Data extracted from a collection
'''

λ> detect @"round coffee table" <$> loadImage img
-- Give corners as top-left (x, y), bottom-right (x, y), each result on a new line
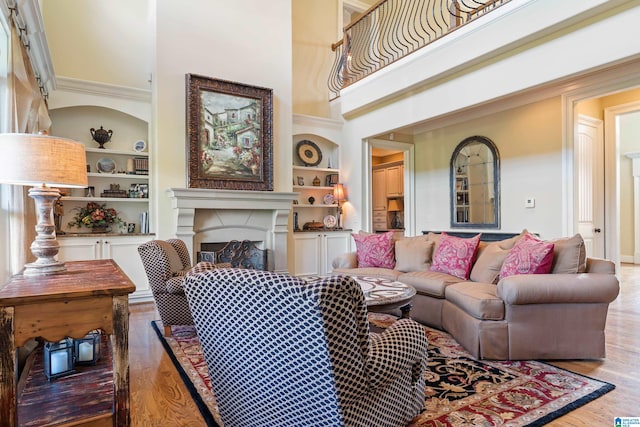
top-left (351, 275), bottom-right (416, 318)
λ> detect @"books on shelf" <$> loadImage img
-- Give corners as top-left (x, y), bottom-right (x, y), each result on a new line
top-left (139, 211), bottom-right (149, 234)
top-left (134, 157), bottom-right (149, 175)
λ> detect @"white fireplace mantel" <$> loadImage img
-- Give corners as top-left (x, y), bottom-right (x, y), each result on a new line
top-left (167, 188), bottom-right (298, 272)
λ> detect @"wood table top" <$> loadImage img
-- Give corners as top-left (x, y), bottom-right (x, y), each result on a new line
top-left (0, 259), bottom-right (136, 306)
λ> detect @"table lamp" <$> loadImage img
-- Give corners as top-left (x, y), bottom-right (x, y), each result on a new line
top-left (333, 183), bottom-right (347, 229)
top-left (0, 133), bottom-right (88, 276)
top-left (388, 199), bottom-right (403, 229)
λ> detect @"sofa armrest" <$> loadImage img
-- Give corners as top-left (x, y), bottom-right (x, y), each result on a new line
top-left (497, 273), bottom-right (619, 305)
top-left (586, 257), bottom-right (616, 274)
top-left (332, 252), bottom-right (358, 269)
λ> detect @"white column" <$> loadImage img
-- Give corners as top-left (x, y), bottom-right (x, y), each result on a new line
top-left (625, 152), bottom-right (640, 264)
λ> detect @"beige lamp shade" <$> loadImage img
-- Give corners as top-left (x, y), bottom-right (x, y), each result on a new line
top-left (0, 133), bottom-right (88, 276)
top-left (0, 133), bottom-right (88, 188)
top-left (333, 183), bottom-right (347, 202)
top-left (388, 199), bottom-right (402, 212)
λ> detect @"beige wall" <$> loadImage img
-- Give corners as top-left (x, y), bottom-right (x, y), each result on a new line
top-left (153, 0), bottom-right (293, 239)
top-left (292, 0), bottom-right (339, 118)
top-left (42, 0), bottom-right (151, 89)
top-left (413, 97), bottom-right (564, 238)
top-left (43, 0), bottom-right (293, 249)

'''

Find "detect" in the data above. Report each line where it appears.

λ> detect @"round coffee table" <$> loadImage img
λ> detect @"books on shelf" <$> loadImage img
λ> detect @"white fireplace mantel" <$> loadImage img
λ> detect @"wood table top" <$> loadImage img
λ> detect @"table lamp" <$> loadImage img
λ> detect @"sofa armrest" <$> loadImage img
λ> detect @"white column" <$> loadImage img
λ> detect @"beige lamp shade" <$> loadImage img
λ> detect @"beige wall" <$> loadImage img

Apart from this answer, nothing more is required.